Passage provided:
At the French Open, Azarenka nearly crashed out in the first round, falling behind 6-7 and break points to go down 0-5 against Alberta Brianti before she came charging back, taking the last two sets 6-4, 6-2. But her recent poor form was a portent of things to come, as Cibulkova upset her 6-2, 7-6 (4) in the fourth round.
When Sharapova defeated Petra Kvitova in the semifinals, she re-claimed the No. 1 ranking and backed up her rise to the top with a victory over Sara Errani in the final, completing the Career Slam.
Maria Back on Top
In July 2004, then 17-year-old Sharapova captivated millions with her run at Wimbledon, where she trounced No. 1 Serena Williams to win the title. Now, some eight years later, with major shoulder surgery in her rear-view mirror, Sharapova had completed the Career Slam, having won each major one time, and she now sat atop the WTA rankings for the first time since 2008, before her surgery.
She had been the most consistent player on tour in 2012, behind the now-slumping Azarenka, so most figured she would have a good run as the No. 1 player.
As it turned out, her reign at the top wouldn't even last a month. In the fourth round at Wimbledon, she was defeated by Sabine Lisicki, 6-4, 6-3. Agnieszka Radwanska had a chance at becoming the fourth different player to hold the No. 1 ranking, but her loss to Serena Williams in the final made Azarenka No. 1 again.
Azarenka Is No. 1 But Serena Is Dominant
After middling hard-court results to begin the season (a fourth-round loss to Ekaterina Makarova at the Australian Open and a quarterfinals loss to Caroline Wozniacki in Miami), Serena found another gear when the clay season started, taking home titles in Charleston and Madrid and making a run in Rome before a lower back injury forced her to withdraw.
However, in late May, Williams' career appeared to be at a crossroads. She was a heavy favorite to win her first French Open title in 10 years, but she suffered a shocking loss to Virginie Razzano in the first round, 4-6, 7-6 (5), 6-3. What made the loss even more devastating was that she held a 5-1 lead in the second-set tiebreaker and was two points from victory. Even more stunning was the fact that it was the first time she had lost in the first round of a Grand Slam in her career.
However, the loss to Razzano steeled her, as it turned out to be the last time she would lose in over two months. At Wimbledon, she fought through some early-round hiccups to advance to the quarterfinals, where she took out defending champion Kvitova and then turned back Azarenka in the semifinals before topping Radwanska in three sets to win the title.

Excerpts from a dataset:
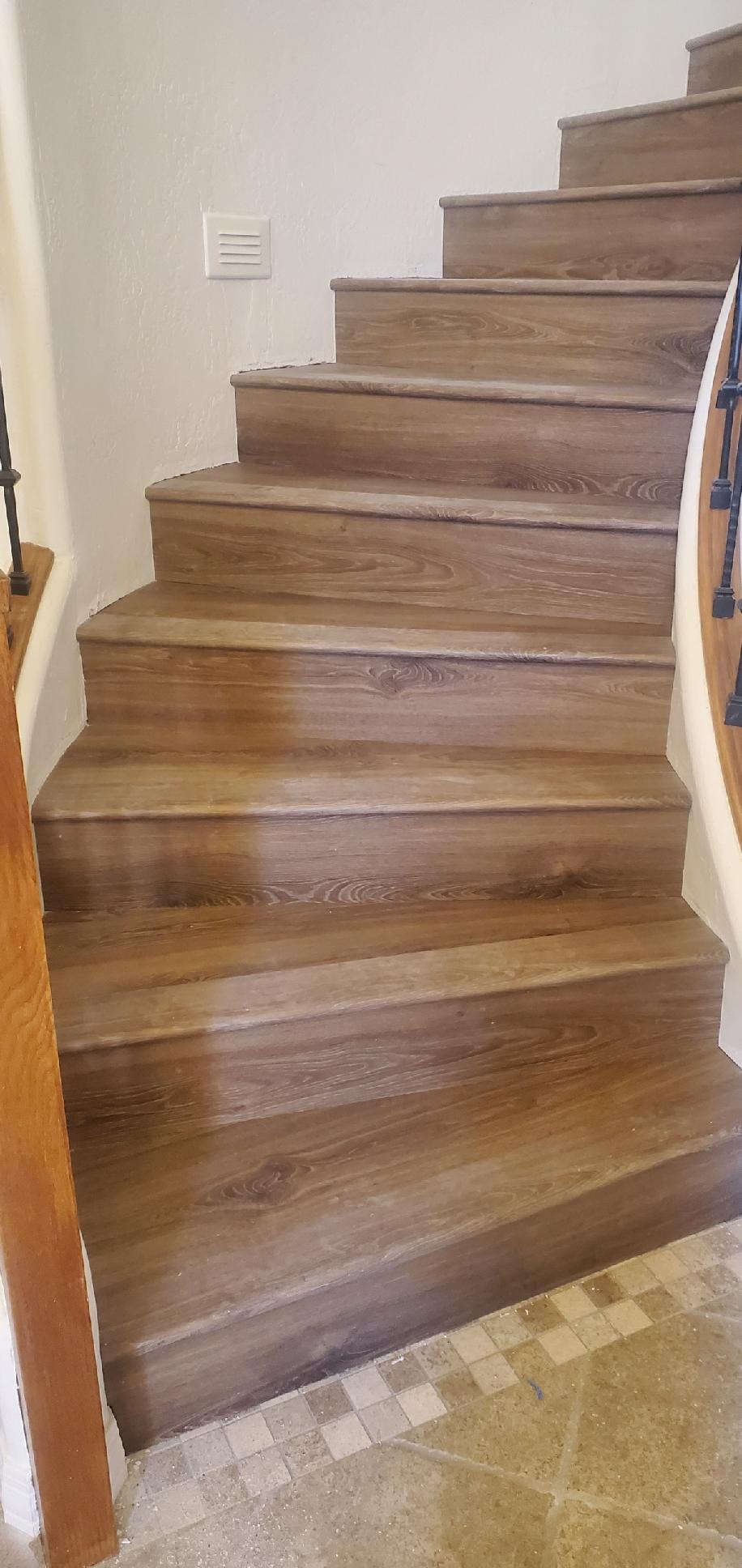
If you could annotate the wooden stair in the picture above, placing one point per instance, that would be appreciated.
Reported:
(377, 1001)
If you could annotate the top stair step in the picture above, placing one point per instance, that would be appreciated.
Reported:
(681, 229)
(716, 60)
(697, 137)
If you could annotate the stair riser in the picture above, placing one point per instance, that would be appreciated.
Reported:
(603, 237)
(686, 143)
(126, 1100)
(361, 858)
(716, 66)
(356, 1303)
(214, 700)
(576, 573)
(592, 338)
(522, 445)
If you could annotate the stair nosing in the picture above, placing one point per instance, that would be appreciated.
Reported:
(341, 381)
(693, 100)
(727, 185)
(391, 504)
(408, 979)
(621, 288)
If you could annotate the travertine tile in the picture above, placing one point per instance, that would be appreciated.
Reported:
(289, 1420)
(596, 1330)
(328, 1400)
(634, 1276)
(248, 1435)
(386, 1420)
(346, 1437)
(365, 1387)
(493, 1372)
(562, 1344)
(666, 1264)
(571, 1302)
(471, 1343)
(264, 1472)
(420, 1404)
(626, 1318)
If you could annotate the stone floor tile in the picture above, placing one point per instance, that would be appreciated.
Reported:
(264, 1472)
(365, 1387)
(471, 1343)
(562, 1344)
(289, 1420)
(661, 1425)
(593, 1539)
(207, 1451)
(346, 1437)
(666, 1264)
(420, 1404)
(493, 1372)
(596, 1330)
(438, 1357)
(571, 1302)
(177, 1506)
(328, 1400)
(517, 1429)
(402, 1371)
(626, 1318)
(457, 1388)
(248, 1435)
(634, 1276)
(388, 1420)
(306, 1452)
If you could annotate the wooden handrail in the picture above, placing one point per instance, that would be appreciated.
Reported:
(40, 1241)
(720, 637)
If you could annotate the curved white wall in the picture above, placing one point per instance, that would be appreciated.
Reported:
(713, 879)
(344, 122)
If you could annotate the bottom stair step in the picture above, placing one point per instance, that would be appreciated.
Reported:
(286, 1167)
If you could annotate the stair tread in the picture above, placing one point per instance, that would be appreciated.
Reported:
(625, 288)
(397, 383)
(160, 974)
(661, 107)
(716, 187)
(256, 485)
(184, 615)
(95, 782)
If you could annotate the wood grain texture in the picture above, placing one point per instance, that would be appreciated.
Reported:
(23, 609)
(616, 576)
(43, 1266)
(517, 444)
(716, 60)
(684, 138)
(447, 1165)
(634, 232)
(372, 825)
(641, 333)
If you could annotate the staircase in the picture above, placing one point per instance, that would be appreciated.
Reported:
(378, 1004)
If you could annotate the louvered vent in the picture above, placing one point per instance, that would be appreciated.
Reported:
(236, 246)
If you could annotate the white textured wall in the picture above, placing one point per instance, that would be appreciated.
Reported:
(343, 121)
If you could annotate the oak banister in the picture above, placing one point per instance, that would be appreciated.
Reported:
(40, 1242)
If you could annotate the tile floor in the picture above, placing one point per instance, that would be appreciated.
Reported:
(596, 1425)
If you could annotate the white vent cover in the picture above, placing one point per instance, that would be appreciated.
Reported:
(236, 246)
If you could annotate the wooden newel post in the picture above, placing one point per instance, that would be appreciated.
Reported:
(40, 1241)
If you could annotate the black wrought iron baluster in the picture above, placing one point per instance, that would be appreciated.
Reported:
(727, 397)
(18, 576)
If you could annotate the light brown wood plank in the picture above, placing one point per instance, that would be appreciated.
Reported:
(638, 232)
(698, 137)
(716, 60)
(581, 331)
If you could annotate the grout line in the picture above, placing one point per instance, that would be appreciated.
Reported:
(552, 1519)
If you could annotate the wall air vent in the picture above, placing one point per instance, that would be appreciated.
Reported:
(236, 246)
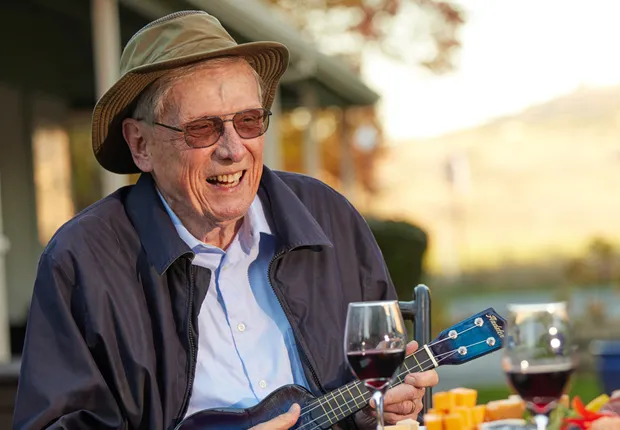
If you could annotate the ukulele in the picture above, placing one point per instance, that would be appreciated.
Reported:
(471, 338)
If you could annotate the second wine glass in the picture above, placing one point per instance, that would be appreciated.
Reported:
(539, 356)
(375, 342)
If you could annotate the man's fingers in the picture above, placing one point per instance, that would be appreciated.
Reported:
(411, 347)
(401, 393)
(282, 422)
(422, 379)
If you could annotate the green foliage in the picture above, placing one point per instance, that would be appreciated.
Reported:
(403, 246)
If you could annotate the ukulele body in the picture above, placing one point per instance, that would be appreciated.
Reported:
(277, 403)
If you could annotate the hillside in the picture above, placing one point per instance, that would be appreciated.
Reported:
(525, 186)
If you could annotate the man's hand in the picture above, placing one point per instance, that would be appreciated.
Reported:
(282, 422)
(405, 400)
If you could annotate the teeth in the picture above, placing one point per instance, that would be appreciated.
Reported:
(231, 179)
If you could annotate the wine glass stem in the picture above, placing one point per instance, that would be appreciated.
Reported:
(378, 398)
(541, 421)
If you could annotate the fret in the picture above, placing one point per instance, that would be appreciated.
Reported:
(353, 397)
(364, 394)
(416, 358)
(324, 410)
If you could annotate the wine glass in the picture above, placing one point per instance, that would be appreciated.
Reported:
(539, 356)
(375, 341)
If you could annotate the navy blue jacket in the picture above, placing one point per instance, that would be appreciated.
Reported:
(112, 330)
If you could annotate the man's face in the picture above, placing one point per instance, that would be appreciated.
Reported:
(188, 177)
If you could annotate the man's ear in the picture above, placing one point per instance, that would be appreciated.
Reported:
(136, 138)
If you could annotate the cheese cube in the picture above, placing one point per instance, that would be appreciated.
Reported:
(465, 416)
(433, 422)
(454, 422)
(504, 409)
(477, 414)
(465, 397)
(409, 424)
(444, 401)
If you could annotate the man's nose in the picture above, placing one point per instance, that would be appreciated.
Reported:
(230, 145)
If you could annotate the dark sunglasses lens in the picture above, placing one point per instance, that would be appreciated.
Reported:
(203, 132)
(251, 123)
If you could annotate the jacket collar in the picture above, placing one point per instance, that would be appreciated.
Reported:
(293, 224)
(291, 221)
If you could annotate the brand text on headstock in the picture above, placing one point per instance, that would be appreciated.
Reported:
(493, 321)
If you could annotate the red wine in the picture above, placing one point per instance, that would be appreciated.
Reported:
(376, 367)
(540, 385)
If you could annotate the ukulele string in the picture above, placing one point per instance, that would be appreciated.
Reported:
(439, 358)
(449, 338)
(424, 362)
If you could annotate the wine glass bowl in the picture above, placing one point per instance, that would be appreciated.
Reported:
(539, 355)
(375, 343)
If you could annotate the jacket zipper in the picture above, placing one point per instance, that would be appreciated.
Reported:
(295, 332)
(192, 346)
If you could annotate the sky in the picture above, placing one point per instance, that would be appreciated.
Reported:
(515, 53)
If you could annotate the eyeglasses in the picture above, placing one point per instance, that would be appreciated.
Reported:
(204, 132)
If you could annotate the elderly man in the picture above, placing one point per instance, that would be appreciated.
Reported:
(211, 282)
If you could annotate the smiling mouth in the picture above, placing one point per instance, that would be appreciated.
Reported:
(227, 181)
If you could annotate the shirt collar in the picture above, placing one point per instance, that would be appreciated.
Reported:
(254, 223)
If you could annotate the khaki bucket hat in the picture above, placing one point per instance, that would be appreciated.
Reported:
(169, 42)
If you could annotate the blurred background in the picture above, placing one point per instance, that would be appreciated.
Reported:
(480, 138)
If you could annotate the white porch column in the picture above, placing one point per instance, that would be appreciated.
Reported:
(107, 53)
(273, 143)
(311, 149)
(5, 344)
(347, 163)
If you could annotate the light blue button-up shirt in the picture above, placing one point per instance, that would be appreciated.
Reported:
(246, 347)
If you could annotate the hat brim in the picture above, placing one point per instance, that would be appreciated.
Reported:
(269, 59)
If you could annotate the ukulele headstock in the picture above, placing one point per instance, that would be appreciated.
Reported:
(478, 335)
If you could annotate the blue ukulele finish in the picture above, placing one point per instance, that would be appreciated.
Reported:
(478, 335)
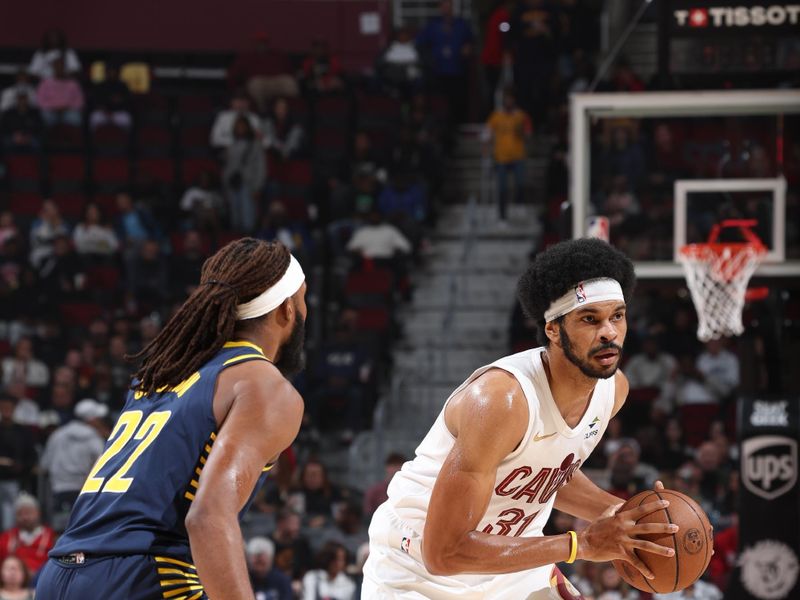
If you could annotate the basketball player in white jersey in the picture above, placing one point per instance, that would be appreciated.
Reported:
(464, 519)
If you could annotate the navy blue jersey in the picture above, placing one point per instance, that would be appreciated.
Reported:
(137, 495)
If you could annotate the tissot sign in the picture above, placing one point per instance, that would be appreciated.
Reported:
(722, 17)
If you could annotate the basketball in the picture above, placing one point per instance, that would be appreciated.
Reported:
(693, 544)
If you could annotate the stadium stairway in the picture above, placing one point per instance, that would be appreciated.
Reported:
(459, 317)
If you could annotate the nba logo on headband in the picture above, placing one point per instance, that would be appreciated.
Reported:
(580, 294)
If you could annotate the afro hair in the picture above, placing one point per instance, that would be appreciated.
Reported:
(562, 266)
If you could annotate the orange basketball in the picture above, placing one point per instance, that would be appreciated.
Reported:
(693, 544)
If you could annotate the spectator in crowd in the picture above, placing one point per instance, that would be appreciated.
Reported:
(202, 204)
(276, 225)
(292, 549)
(329, 580)
(623, 155)
(72, 450)
(22, 85)
(348, 530)
(26, 410)
(719, 368)
(29, 538)
(61, 274)
(54, 47)
(60, 409)
(17, 458)
(378, 240)
(340, 375)
(535, 33)
(376, 493)
(283, 133)
(60, 97)
(222, 131)
(627, 475)
(699, 590)
(269, 583)
(322, 71)
(399, 66)
(494, 52)
(187, 264)
(673, 450)
(111, 100)
(610, 586)
(244, 174)
(726, 546)
(446, 42)
(44, 231)
(93, 236)
(148, 278)
(15, 580)
(134, 224)
(23, 365)
(21, 125)
(510, 128)
(315, 496)
(264, 71)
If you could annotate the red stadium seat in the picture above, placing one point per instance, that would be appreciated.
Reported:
(192, 167)
(373, 319)
(110, 139)
(111, 170)
(102, 278)
(25, 203)
(23, 166)
(70, 205)
(376, 281)
(67, 167)
(80, 313)
(161, 169)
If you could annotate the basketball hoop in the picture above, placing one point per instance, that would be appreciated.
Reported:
(717, 274)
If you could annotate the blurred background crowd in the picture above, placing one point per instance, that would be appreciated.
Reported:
(116, 187)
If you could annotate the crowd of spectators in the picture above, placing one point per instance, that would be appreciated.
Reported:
(112, 200)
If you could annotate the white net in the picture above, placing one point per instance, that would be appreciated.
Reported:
(717, 275)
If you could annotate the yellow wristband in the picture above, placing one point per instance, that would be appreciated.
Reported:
(573, 547)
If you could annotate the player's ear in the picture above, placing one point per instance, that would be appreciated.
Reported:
(552, 333)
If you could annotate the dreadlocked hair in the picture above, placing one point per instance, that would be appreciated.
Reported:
(237, 273)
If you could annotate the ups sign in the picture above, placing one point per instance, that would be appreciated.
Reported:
(769, 465)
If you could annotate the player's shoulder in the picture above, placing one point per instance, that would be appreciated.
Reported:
(495, 398)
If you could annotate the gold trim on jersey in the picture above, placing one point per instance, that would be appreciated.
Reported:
(243, 344)
(242, 357)
(178, 579)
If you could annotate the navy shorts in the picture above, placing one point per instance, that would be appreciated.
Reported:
(134, 577)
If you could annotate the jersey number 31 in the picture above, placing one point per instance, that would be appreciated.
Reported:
(126, 428)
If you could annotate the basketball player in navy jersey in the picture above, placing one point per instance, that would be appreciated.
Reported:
(208, 413)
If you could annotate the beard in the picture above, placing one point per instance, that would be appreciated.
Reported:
(292, 359)
(583, 364)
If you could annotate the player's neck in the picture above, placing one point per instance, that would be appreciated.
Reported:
(268, 343)
(570, 388)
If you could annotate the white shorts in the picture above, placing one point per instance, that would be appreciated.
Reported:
(394, 571)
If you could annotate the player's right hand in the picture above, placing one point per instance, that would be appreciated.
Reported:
(616, 538)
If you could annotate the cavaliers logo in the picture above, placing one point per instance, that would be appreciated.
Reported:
(693, 541)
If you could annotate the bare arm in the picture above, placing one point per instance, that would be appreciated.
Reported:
(488, 419)
(263, 420)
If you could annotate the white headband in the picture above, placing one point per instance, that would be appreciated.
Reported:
(586, 292)
(273, 296)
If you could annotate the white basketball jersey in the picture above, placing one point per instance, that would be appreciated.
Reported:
(529, 478)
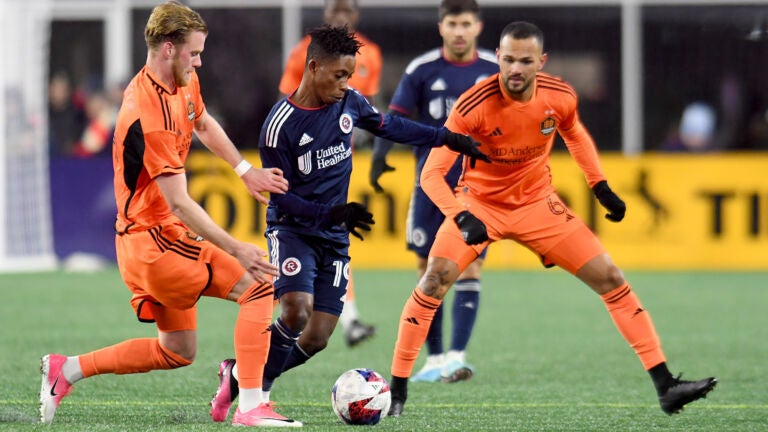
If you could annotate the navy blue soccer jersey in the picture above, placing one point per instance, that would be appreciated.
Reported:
(430, 86)
(313, 148)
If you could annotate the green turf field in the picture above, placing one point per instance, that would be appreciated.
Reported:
(546, 353)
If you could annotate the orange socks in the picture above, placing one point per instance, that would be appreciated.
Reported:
(130, 356)
(414, 324)
(634, 323)
(252, 334)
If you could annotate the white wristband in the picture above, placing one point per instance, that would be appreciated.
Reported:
(242, 167)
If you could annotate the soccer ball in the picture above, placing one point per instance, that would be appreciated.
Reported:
(361, 397)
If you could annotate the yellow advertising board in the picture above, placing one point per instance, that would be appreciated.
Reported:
(683, 211)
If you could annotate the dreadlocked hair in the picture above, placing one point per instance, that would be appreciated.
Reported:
(332, 42)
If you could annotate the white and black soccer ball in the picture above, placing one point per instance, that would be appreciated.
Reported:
(361, 397)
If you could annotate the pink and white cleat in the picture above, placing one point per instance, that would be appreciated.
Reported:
(263, 415)
(226, 393)
(54, 386)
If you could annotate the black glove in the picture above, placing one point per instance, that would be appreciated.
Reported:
(472, 229)
(464, 144)
(378, 167)
(608, 199)
(351, 216)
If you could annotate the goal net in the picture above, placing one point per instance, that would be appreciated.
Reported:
(26, 241)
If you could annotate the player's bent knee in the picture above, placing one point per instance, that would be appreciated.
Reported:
(615, 277)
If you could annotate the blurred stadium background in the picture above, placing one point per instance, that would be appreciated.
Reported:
(675, 93)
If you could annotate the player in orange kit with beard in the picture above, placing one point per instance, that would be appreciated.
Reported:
(514, 115)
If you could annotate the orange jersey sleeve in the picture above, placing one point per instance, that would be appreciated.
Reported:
(432, 180)
(153, 134)
(519, 137)
(368, 64)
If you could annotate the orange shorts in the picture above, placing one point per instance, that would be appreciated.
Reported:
(547, 227)
(168, 268)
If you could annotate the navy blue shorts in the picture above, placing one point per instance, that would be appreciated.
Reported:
(312, 265)
(422, 223)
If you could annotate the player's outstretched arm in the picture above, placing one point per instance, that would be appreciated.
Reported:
(465, 145)
(256, 180)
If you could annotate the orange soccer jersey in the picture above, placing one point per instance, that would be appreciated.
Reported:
(518, 137)
(152, 137)
(367, 74)
(160, 261)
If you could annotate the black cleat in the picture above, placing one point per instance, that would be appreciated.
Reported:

Tasks to complete:
1. Return the part of the tennis passage that opens with the words containing "However, in late" and closes with "in her career.", copied word for word.
2. Answer these questions using the tennis passage.
(a) Who defeated Azarenka in the fourth round of the French Open, and by what score?
(b) Who defeated Sharapova in the fourth round at Wimbledon?
(c) Who beat Serena Williams in the first round of the French Open?
3. List every tournament named in the tennis passage, whether by event name or by city.

Solution set:
1.
However, in late May, Williams' career appeared to be at a crossroads. She was a heavy favorite to win her first French Open title in 10 years, but she suffered a shocking loss to Virginie Razzano in the first round, 4-6, 7-6 (5), 6-3. What made the loss even more devastating was that she held a 5-1 lead in the second-set tiebreaker and was two points from victory. Even more stunning was the fact that it was the first time she had lost in the first round of a Grand Slam in her career.

2.
(a) Cibulkova, 6-2, 7-6 (4).
(b) Sabine Lisicki.
(c) Virginie Razzano.

3.
French Open
Wimbledon
Australian Open
Miami
Charleston
Madrid
Rome